Task requirements |
Write out each line of the entries exactly, starting at the first and finishing with the line that contains "Target: orange paddle blade".

(Dataset entries)
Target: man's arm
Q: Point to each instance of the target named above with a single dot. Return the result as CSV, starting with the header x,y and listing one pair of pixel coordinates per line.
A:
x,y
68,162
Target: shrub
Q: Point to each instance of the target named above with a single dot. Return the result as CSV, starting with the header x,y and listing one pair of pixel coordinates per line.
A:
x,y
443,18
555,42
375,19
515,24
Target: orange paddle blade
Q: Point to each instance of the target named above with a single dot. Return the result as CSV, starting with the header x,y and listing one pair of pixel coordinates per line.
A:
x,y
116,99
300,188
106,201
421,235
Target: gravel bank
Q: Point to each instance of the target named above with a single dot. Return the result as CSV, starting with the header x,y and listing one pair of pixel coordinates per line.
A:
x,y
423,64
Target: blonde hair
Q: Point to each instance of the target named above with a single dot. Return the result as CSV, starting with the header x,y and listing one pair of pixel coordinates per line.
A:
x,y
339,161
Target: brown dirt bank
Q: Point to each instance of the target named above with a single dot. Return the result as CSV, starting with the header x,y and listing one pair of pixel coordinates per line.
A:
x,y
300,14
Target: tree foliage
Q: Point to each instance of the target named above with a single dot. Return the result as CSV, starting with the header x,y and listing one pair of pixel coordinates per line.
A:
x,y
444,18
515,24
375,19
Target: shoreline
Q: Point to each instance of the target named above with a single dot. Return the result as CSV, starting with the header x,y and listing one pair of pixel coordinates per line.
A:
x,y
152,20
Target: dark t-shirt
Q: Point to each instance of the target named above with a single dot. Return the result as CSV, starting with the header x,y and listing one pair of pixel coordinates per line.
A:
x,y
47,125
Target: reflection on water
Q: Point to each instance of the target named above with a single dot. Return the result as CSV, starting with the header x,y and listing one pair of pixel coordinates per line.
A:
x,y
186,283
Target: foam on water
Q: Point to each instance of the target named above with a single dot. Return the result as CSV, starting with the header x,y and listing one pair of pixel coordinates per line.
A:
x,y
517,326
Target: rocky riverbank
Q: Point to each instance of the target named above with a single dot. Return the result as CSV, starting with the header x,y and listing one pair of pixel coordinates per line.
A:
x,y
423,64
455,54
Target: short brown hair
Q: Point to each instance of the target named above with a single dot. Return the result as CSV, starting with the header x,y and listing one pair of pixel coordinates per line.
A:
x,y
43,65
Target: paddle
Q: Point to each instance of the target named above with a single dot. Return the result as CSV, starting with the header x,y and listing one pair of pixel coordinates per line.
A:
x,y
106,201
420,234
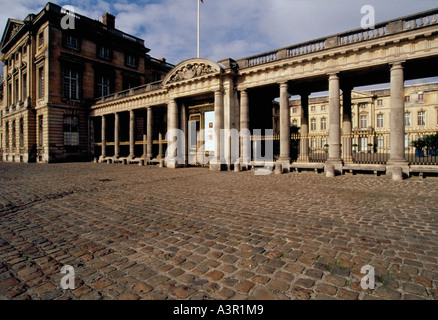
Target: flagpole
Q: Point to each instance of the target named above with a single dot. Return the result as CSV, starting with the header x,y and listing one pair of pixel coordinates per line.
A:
x,y
199,26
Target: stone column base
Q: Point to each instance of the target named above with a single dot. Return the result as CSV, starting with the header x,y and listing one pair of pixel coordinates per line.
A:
x,y
215,165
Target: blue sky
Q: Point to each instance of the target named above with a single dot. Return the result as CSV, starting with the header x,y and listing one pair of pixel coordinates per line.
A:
x,y
230,28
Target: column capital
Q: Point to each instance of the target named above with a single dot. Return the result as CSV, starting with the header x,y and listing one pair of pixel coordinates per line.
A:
x,y
397,64
333,75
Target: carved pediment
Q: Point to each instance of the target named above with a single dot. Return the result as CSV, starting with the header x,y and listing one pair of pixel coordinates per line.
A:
x,y
191,69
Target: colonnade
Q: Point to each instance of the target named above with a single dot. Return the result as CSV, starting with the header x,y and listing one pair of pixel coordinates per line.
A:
x,y
177,119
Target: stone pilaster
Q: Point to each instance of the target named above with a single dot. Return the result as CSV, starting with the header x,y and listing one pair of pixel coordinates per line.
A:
x,y
184,129
244,129
172,125
284,126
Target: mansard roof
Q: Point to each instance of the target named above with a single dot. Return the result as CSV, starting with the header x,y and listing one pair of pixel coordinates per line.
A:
x,y
13,27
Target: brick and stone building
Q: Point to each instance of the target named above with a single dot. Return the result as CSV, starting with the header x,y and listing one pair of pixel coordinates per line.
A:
x,y
54,73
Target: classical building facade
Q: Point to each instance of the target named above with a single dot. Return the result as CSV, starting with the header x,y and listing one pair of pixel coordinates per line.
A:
x,y
201,110
53,74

Answer box |
Target: man's arm
Q: Point to each instance of the target named above with a single dot. Return the result as CSV, starting with the header x,y and listing one pair of pixel coordinates per line.
A:
x,y
68,162
Target: shrub
Q: Point to each instance of the target named above with a single dot. Return the result as CSV, starting with the header x,y and listing one pair of pixel coordinates per line.
A:
x,y
443,18
555,42
375,19
515,24
Target: orange paddle blade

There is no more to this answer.